[[ PROVIDED RECORDS open ]]
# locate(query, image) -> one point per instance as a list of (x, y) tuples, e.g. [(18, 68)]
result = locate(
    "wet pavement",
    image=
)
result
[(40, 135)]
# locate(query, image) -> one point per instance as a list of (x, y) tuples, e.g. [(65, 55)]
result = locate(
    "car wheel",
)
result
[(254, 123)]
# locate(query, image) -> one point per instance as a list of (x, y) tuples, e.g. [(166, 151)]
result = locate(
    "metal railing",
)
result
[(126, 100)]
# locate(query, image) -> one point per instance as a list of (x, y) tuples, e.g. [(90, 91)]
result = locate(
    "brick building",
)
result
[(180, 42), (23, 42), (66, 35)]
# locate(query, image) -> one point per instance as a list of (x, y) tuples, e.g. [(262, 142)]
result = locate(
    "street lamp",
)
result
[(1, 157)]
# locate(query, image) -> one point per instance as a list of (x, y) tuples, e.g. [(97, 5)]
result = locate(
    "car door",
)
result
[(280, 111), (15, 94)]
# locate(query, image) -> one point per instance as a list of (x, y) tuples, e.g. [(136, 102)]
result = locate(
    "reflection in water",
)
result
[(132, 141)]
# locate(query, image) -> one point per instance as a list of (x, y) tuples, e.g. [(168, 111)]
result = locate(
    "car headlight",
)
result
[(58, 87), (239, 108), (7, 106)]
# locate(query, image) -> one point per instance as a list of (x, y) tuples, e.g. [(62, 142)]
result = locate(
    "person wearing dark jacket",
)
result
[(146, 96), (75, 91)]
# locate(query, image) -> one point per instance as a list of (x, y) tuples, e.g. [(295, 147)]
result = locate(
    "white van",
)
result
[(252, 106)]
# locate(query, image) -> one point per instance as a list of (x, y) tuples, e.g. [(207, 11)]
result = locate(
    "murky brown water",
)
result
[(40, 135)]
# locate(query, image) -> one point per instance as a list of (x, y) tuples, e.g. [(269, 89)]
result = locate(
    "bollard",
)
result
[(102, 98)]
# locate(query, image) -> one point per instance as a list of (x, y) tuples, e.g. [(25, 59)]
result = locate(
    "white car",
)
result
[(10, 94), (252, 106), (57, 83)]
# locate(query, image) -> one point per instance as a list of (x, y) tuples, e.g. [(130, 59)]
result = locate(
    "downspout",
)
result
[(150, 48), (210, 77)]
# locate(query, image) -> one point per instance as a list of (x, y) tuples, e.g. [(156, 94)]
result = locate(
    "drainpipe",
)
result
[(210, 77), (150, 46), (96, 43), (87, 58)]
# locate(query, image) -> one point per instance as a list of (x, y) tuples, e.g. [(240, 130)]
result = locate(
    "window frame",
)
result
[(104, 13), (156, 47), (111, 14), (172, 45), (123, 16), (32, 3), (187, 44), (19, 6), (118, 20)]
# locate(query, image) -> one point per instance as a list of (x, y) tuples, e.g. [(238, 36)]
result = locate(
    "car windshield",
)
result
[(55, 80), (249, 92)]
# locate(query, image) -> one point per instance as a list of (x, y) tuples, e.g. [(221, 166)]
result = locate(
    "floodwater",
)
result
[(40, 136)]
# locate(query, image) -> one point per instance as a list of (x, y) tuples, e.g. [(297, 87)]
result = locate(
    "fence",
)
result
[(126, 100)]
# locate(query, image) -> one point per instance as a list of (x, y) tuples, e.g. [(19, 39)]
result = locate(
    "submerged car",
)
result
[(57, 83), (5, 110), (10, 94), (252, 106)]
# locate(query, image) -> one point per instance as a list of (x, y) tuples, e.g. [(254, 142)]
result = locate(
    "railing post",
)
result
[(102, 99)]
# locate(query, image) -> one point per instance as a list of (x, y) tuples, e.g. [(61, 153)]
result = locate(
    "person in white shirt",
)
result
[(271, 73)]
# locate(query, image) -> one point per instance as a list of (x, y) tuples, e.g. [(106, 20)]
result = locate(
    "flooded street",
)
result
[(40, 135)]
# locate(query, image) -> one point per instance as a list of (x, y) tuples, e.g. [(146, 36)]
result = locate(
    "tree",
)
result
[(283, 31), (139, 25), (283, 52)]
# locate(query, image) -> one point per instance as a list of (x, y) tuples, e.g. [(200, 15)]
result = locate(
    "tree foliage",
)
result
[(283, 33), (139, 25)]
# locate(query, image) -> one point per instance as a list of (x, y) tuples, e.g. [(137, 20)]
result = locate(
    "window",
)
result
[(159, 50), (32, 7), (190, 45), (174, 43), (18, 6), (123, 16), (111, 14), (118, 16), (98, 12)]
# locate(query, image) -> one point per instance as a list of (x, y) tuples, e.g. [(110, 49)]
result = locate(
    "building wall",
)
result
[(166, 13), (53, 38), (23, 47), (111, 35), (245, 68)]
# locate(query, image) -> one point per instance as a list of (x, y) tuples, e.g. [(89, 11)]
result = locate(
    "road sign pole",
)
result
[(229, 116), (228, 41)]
[[ PROVIDED RECORDS closed ]]
Return a word-for-word copy of the lines from the beginning of the listing to the line holding "e.g. [(65, 55)]", both kept.

# locate(query, image) -> one point per instance as a list of (x, y) tuples, e.g. [(18, 68)]
result = locate(
    "wet pavement",
    image=
)
result
[(40, 135)]
# locate(query, image) -> one point per instance as a list of (x, y) tuples, e.g. [(65, 55)]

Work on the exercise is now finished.